Stated exercise - Please show every line of the items below that contains the word "white", copying each line in full.

++++ Data for the task

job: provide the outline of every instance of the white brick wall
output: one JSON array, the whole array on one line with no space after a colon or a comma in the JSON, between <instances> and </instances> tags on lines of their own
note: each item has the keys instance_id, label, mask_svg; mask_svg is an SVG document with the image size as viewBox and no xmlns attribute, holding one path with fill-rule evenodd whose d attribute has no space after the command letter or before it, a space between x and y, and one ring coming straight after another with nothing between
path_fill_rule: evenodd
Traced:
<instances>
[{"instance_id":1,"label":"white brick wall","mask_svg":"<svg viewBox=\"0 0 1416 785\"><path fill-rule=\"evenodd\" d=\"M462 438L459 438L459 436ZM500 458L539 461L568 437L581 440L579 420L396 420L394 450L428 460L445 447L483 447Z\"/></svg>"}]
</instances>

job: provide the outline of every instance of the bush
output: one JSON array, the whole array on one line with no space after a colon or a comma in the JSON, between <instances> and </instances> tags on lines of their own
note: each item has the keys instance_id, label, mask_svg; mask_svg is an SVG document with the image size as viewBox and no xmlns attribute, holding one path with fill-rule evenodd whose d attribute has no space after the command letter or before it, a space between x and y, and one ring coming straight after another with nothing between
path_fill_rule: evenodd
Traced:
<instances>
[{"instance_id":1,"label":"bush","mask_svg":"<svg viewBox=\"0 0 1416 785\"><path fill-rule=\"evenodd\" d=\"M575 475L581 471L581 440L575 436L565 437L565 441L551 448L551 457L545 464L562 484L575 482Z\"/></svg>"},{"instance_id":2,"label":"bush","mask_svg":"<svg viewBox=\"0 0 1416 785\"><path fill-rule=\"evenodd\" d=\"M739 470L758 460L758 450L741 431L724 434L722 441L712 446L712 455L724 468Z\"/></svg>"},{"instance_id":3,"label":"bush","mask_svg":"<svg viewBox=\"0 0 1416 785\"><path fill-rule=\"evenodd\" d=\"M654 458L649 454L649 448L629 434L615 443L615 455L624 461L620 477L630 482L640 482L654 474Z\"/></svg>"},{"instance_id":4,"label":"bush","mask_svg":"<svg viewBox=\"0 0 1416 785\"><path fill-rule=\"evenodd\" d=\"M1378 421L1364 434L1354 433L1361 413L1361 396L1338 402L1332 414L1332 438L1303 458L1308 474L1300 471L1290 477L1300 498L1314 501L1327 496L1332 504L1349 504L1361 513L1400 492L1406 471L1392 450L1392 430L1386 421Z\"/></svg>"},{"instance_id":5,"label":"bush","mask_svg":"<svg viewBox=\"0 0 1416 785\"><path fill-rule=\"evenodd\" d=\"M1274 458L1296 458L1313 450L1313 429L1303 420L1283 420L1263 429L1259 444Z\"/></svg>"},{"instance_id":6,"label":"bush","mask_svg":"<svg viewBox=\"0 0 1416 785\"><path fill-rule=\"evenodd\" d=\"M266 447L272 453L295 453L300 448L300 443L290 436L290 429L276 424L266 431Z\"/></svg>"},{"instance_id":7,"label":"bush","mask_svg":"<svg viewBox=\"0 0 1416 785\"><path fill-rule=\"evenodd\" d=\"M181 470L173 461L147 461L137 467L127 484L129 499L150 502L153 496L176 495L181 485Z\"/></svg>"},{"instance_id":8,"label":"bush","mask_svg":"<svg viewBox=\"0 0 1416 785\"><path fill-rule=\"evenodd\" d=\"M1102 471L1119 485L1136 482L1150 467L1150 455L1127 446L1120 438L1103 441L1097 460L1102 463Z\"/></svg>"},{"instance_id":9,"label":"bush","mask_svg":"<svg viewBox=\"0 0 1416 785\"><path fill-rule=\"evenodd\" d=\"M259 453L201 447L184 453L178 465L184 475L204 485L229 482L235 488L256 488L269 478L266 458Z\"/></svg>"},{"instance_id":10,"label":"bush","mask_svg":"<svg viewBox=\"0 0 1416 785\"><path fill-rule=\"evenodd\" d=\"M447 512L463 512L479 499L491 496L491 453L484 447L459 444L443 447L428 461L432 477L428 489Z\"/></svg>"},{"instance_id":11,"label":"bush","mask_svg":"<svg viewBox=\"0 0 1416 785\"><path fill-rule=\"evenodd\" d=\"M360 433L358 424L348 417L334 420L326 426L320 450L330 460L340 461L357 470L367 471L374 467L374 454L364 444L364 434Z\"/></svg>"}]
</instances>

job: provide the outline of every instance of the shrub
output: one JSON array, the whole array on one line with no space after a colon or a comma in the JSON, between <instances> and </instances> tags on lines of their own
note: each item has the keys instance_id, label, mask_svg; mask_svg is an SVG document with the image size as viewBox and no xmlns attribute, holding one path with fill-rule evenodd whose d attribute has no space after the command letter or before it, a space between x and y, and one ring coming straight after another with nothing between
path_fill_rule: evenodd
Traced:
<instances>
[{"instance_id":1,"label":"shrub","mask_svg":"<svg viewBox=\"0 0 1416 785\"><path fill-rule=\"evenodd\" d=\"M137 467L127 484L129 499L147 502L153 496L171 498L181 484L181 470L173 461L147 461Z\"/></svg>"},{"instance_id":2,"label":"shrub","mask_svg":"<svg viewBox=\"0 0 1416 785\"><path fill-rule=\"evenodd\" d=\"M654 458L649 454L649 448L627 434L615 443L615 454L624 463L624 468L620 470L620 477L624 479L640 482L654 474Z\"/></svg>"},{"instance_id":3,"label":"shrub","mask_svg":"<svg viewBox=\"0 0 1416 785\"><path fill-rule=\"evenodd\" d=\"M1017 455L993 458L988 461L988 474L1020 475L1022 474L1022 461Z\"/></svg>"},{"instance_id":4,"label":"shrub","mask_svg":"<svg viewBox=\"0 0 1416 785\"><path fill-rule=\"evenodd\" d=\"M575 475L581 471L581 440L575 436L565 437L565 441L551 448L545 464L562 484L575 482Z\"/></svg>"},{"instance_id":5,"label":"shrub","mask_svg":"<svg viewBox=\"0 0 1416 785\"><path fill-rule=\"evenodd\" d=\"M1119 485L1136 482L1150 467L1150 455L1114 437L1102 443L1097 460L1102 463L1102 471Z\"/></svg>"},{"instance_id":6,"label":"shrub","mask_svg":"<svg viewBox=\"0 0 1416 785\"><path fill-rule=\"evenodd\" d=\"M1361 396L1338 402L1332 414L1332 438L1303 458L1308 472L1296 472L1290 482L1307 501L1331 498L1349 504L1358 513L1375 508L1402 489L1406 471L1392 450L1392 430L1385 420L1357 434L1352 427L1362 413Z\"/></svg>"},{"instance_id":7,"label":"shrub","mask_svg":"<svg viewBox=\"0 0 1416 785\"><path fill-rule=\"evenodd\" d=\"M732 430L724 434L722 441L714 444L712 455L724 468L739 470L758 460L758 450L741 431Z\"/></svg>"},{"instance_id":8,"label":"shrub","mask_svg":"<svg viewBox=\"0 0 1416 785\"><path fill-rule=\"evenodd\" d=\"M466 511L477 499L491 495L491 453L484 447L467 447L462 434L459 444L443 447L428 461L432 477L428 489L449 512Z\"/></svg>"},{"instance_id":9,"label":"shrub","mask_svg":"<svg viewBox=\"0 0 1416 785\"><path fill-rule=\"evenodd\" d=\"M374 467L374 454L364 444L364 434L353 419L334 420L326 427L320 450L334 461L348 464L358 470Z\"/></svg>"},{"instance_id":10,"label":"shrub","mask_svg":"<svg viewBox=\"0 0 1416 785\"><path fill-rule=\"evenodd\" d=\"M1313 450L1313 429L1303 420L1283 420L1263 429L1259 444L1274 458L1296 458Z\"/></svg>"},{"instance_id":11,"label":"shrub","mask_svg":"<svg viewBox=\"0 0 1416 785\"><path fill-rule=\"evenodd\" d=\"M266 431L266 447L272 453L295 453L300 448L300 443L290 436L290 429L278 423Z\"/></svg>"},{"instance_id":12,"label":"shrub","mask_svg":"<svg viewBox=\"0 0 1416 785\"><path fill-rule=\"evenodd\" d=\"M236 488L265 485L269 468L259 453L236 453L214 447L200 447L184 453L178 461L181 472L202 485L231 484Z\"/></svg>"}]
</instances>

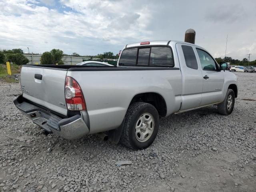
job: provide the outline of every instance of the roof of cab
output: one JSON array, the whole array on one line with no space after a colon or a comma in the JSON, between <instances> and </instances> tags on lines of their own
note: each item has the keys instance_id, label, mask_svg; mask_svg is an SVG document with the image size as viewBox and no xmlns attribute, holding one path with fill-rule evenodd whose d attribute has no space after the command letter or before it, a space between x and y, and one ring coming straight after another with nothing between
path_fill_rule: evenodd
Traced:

++++++++
++++ Data for the task

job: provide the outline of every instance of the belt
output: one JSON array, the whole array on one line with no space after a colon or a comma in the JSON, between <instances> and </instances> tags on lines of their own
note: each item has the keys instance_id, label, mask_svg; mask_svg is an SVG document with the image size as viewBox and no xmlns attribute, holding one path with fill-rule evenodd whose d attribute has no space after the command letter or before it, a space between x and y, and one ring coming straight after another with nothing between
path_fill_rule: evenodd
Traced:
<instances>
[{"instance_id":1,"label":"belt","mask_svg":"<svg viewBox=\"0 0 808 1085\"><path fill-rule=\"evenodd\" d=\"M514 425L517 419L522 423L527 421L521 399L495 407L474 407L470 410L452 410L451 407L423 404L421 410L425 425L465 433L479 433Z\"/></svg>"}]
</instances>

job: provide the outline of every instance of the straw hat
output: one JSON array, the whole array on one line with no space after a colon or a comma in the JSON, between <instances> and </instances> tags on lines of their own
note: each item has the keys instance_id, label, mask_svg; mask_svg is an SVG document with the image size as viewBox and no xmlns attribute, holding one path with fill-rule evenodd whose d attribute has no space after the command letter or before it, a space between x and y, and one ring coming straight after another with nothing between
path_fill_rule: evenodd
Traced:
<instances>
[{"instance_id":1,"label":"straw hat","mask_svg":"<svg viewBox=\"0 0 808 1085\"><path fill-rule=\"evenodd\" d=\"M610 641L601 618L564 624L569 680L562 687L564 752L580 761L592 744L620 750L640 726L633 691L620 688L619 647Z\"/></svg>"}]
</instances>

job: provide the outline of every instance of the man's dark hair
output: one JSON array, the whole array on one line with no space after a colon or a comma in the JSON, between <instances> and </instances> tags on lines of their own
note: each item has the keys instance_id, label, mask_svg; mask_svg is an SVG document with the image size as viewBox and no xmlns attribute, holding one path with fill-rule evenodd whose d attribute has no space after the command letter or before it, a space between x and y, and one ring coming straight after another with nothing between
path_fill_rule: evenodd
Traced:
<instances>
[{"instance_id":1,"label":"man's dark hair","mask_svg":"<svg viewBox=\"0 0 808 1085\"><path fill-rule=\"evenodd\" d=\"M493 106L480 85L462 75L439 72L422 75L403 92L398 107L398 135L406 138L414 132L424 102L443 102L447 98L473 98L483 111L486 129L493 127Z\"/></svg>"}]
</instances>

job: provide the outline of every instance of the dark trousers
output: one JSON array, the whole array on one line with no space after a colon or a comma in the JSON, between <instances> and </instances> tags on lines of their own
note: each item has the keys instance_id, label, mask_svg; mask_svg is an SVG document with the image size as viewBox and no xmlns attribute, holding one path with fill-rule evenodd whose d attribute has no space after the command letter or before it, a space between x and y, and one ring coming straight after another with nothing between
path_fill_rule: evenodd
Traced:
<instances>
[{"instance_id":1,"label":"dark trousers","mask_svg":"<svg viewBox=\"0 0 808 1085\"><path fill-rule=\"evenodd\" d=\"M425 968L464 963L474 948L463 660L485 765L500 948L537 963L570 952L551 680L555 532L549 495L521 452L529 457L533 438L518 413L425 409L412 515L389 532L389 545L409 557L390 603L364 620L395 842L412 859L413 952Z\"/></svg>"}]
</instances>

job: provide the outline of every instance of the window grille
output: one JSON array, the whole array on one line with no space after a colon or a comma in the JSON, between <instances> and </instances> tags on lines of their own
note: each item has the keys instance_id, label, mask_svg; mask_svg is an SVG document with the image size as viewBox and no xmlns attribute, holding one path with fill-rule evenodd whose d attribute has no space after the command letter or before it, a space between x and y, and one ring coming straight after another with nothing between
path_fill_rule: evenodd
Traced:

++++++++

Written response -
job: provide the outline of every instance of the white brick wall
[{"instance_id":1,"label":"white brick wall","mask_svg":"<svg viewBox=\"0 0 1416 785\"><path fill-rule=\"evenodd\" d=\"M462 438L459 438L459 436ZM500 458L539 461L568 437L581 440L579 420L396 420L394 450L428 460L445 447L483 447Z\"/></svg>"}]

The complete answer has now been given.